-- Start RECORDS PROVIDED --
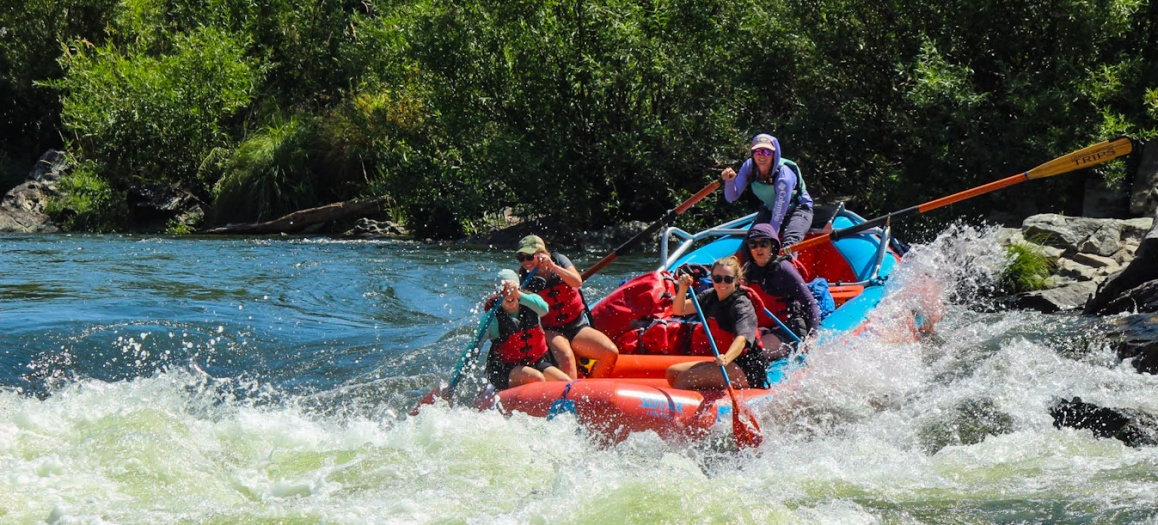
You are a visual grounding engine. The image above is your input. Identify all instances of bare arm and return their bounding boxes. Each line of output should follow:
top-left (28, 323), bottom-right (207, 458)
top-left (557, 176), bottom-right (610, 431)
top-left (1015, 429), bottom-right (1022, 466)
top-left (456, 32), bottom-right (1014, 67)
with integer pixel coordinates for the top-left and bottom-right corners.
top-left (535, 254), bottom-right (582, 289)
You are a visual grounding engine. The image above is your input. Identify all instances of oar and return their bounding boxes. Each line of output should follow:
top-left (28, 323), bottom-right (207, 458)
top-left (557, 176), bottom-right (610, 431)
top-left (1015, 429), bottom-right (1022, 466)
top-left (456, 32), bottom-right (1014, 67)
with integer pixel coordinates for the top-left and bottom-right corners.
top-left (688, 283), bottom-right (764, 449)
top-left (410, 268), bottom-right (538, 416)
top-left (784, 137), bottom-right (1134, 253)
top-left (581, 178), bottom-right (720, 280)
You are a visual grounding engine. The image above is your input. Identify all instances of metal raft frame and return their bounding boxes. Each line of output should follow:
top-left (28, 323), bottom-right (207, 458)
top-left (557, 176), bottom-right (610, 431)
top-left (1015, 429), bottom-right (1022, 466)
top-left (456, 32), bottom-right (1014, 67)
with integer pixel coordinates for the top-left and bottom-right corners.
top-left (658, 203), bottom-right (903, 286)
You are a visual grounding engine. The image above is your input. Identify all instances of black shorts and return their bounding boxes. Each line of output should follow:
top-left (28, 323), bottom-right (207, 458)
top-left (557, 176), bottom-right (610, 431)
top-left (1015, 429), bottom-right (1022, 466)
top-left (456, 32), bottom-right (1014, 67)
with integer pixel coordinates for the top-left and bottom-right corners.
top-left (543, 315), bottom-right (589, 341)
top-left (486, 351), bottom-right (558, 391)
top-left (732, 349), bottom-right (771, 388)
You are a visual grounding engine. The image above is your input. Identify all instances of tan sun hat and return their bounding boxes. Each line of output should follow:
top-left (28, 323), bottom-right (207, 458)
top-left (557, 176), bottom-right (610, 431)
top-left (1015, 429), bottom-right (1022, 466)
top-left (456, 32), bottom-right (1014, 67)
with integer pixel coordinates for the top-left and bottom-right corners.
top-left (516, 235), bottom-right (547, 254)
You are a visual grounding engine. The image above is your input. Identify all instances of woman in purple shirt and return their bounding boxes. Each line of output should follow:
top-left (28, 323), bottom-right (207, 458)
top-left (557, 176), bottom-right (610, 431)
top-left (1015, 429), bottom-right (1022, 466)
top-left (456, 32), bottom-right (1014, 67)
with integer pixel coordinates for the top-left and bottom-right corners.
top-left (720, 133), bottom-right (812, 248)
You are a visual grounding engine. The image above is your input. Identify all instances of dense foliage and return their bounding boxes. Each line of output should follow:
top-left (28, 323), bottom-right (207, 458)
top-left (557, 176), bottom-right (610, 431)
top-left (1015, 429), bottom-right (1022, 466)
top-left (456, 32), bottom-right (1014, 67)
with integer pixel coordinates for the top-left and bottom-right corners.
top-left (0, 0), bottom-right (1158, 236)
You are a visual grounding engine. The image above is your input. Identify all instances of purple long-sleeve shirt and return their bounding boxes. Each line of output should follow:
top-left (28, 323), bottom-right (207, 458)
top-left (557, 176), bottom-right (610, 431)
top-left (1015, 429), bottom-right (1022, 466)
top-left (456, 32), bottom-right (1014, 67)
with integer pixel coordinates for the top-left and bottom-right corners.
top-left (724, 137), bottom-right (812, 232)
top-left (743, 261), bottom-right (820, 335)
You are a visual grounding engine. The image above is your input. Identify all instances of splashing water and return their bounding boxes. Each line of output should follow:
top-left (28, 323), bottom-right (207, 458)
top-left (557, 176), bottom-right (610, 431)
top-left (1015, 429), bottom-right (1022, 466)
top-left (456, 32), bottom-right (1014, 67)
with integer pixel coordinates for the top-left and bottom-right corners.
top-left (0, 231), bottom-right (1158, 524)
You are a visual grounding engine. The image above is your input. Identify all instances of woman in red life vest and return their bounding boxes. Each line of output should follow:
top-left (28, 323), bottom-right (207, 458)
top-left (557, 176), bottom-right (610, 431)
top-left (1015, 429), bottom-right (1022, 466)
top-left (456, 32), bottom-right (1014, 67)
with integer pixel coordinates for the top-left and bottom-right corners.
top-left (667, 256), bottom-right (770, 389)
top-left (515, 235), bottom-right (620, 379)
top-left (743, 224), bottom-right (820, 360)
top-left (486, 270), bottom-right (571, 391)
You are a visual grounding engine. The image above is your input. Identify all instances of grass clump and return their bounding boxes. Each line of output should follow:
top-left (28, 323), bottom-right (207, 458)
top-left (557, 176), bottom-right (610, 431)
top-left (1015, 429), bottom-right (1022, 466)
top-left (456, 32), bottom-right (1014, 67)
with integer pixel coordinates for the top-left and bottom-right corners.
top-left (998, 242), bottom-right (1054, 293)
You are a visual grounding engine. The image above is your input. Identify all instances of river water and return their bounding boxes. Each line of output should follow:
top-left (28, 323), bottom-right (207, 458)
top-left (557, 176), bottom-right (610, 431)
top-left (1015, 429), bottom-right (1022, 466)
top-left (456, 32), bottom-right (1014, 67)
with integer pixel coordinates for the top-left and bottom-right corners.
top-left (0, 227), bottom-right (1158, 524)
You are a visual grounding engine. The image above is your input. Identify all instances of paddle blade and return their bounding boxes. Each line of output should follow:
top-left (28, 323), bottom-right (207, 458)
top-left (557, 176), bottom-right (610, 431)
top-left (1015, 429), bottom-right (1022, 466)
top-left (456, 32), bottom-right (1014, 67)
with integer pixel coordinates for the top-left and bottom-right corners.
top-left (410, 388), bottom-right (442, 417)
top-left (1025, 137), bottom-right (1134, 180)
top-left (732, 392), bottom-right (764, 449)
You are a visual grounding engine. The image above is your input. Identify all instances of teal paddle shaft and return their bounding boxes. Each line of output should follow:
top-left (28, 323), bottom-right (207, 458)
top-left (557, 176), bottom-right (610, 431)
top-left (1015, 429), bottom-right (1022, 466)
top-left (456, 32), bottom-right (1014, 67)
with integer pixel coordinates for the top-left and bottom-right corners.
top-left (764, 306), bottom-right (800, 343)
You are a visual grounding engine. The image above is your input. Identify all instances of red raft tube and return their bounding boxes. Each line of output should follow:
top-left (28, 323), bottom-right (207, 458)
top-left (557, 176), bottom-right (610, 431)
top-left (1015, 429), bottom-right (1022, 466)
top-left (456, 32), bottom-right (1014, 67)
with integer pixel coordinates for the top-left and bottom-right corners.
top-left (476, 206), bottom-right (921, 443)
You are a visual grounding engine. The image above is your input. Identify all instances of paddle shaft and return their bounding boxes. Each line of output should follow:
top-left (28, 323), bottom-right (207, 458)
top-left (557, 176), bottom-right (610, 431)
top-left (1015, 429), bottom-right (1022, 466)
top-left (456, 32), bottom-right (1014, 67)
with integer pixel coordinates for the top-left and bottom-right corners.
top-left (784, 137), bottom-right (1134, 253)
top-left (581, 180), bottom-right (720, 280)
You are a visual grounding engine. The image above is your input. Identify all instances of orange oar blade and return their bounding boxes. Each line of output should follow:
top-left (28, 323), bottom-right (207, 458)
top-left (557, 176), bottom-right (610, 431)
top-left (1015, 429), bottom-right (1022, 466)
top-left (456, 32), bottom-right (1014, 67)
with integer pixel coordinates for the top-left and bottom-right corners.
top-left (728, 388), bottom-right (764, 449)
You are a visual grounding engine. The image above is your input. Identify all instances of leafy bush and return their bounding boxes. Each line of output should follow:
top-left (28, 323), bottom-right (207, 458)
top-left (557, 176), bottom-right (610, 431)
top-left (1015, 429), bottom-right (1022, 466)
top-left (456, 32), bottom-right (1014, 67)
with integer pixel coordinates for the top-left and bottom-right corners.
top-left (44, 161), bottom-right (127, 232)
top-left (50, 28), bottom-right (261, 195)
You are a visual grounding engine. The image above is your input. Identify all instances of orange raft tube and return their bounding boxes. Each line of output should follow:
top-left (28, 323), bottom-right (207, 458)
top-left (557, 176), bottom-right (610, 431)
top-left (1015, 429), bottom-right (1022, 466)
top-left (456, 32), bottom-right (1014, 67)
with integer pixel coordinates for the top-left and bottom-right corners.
top-left (479, 355), bottom-right (784, 443)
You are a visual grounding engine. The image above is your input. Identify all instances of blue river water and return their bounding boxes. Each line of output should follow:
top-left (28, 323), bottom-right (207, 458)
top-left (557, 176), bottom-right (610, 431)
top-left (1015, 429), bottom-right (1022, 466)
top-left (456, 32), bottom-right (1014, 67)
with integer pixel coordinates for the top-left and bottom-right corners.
top-left (0, 227), bottom-right (1158, 524)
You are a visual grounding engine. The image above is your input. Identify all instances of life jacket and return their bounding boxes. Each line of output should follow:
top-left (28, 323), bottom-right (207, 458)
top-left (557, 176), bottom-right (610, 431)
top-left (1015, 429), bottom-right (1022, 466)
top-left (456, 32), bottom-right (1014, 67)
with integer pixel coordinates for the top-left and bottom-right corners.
top-left (491, 305), bottom-right (547, 365)
top-left (591, 271), bottom-right (675, 340)
top-left (536, 279), bottom-right (587, 328)
top-left (745, 283), bottom-right (789, 328)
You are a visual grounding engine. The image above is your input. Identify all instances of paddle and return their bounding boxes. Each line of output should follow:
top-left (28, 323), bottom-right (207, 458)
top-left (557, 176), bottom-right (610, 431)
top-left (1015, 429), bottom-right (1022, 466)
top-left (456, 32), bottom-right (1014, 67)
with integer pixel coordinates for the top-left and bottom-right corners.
top-left (783, 137), bottom-right (1134, 254)
top-left (410, 268), bottom-right (538, 416)
top-left (581, 180), bottom-right (720, 280)
top-left (688, 283), bottom-right (764, 449)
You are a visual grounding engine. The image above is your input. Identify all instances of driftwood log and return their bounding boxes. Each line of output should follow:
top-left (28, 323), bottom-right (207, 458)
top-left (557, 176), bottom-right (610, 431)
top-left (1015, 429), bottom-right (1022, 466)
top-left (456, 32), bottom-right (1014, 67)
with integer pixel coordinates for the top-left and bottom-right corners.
top-left (201, 197), bottom-right (386, 234)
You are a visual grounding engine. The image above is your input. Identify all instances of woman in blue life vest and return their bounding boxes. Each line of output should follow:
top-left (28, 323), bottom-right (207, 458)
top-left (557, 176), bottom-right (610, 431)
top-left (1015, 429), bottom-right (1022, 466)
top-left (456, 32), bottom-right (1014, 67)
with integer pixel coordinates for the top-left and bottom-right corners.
top-left (720, 133), bottom-right (812, 248)
top-left (486, 270), bottom-right (571, 391)
top-left (743, 224), bottom-right (820, 360)
top-left (666, 256), bottom-right (771, 389)
top-left (515, 235), bottom-right (620, 379)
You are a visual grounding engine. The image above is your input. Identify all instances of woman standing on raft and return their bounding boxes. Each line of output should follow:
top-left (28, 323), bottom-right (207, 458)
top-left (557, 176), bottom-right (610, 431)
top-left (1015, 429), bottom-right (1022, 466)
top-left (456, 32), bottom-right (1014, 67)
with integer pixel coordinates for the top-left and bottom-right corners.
top-left (515, 235), bottom-right (620, 379)
top-left (720, 133), bottom-right (812, 248)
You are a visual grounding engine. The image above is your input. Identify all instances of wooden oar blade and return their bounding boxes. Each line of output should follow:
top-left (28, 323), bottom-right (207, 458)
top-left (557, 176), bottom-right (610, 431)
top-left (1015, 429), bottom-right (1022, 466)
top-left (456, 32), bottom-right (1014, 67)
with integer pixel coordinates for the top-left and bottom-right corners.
top-left (1025, 137), bottom-right (1134, 180)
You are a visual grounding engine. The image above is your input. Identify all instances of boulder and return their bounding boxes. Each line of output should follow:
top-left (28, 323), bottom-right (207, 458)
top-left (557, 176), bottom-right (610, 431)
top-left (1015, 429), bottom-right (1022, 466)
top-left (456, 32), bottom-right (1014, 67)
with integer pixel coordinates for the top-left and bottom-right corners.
top-left (1049, 398), bottom-right (1158, 447)
top-left (1021, 213), bottom-right (1113, 250)
top-left (1106, 310), bottom-right (1158, 374)
top-left (125, 184), bottom-right (205, 233)
top-left (1130, 140), bottom-right (1158, 217)
top-left (1083, 211), bottom-right (1158, 314)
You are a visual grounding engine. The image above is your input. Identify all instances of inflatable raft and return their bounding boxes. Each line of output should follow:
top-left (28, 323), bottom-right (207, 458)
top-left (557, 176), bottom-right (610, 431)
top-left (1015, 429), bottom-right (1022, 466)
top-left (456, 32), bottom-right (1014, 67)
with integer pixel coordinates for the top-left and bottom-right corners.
top-left (477, 206), bottom-right (906, 442)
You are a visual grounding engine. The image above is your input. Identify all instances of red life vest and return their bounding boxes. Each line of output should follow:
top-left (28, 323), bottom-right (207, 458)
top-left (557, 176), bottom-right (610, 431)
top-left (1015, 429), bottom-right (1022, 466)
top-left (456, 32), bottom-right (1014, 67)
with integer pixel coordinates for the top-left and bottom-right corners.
top-left (491, 305), bottom-right (547, 366)
top-left (537, 279), bottom-right (586, 328)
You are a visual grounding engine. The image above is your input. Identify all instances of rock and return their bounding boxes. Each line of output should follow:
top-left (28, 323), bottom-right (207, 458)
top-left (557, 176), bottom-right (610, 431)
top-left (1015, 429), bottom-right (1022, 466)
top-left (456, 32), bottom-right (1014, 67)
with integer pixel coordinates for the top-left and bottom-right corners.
top-left (1098, 279), bottom-right (1158, 315)
top-left (1083, 211), bottom-right (1158, 314)
top-left (1078, 220), bottom-right (1122, 256)
top-left (1072, 251), bottom-right (1120, 271)
top-left (1106, 310), bottom-right (1158, 374)
top-left (1130, 140), bottom-right (1158, 217)
top-left (125, 184), bottom-right (205, 233)
top-left (342, 217), bottom-right (409, 239)
top-left (1122, 217), bottom-right (1155, 239)
top-left (1057, 258), bottom-right (1098, 280)
top-left (0, 150), bottom-right (69, 233)
top-left (1082, 176), bottom-right (1130, 218)
top-left (1011, 280), bottom-right (1098, 314)
top-left (579, 220), bottom-right (660, 251)
top-left (1049, 398), bottom-right (1158, 447)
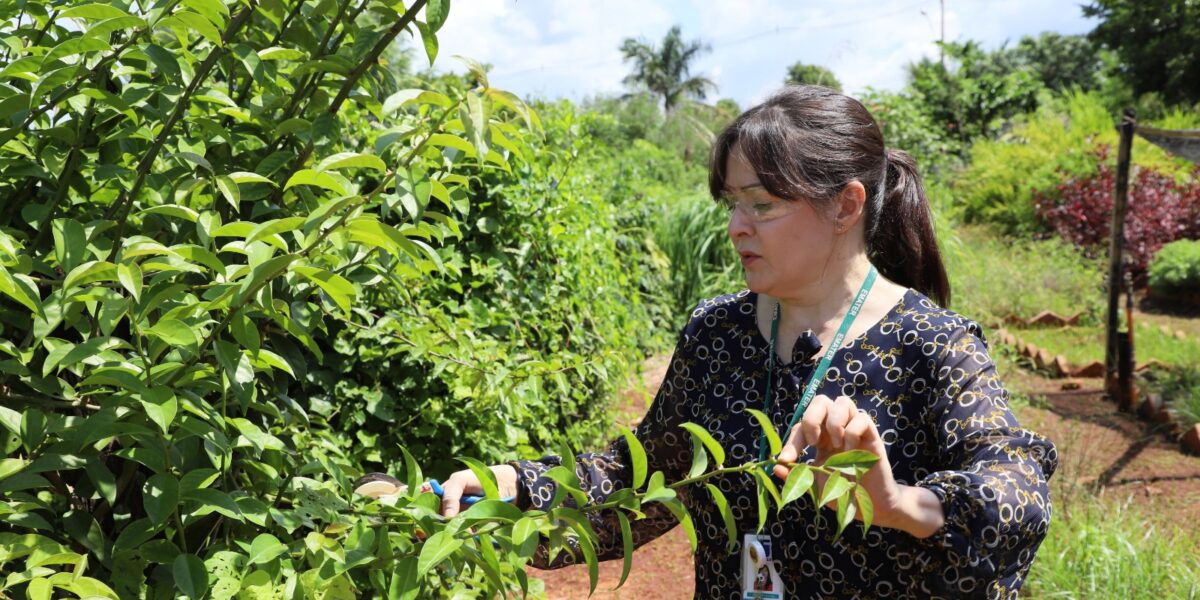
-- End RECORDS PROVIDED --
> [WORK REQUIRED]:
Copy the listing exactly, from the line that contains "instances of driftwood" through the line that contains "top-left (201, 197), bottom-right (386, 234)", including both of those lines.

> [SOLUTION TO THE EXERCISE]:
You are a visual grounding engine. The image above is your input. Identify all instances of driftwood log and return their bounding boxes. Each line of output should follow:
top-left (28, 323), bottom-right (207, 458)
top-left (557, 176), bottom-right (610, 431)
top-left (1015, 429), bottom-right (1022, 466)
top-left (456, 32), bottom-right (1014, 67)
with integer pixel coordinates for the top-left and bottom-right corners.
top-left (201, 197), bottom-right (386, 234)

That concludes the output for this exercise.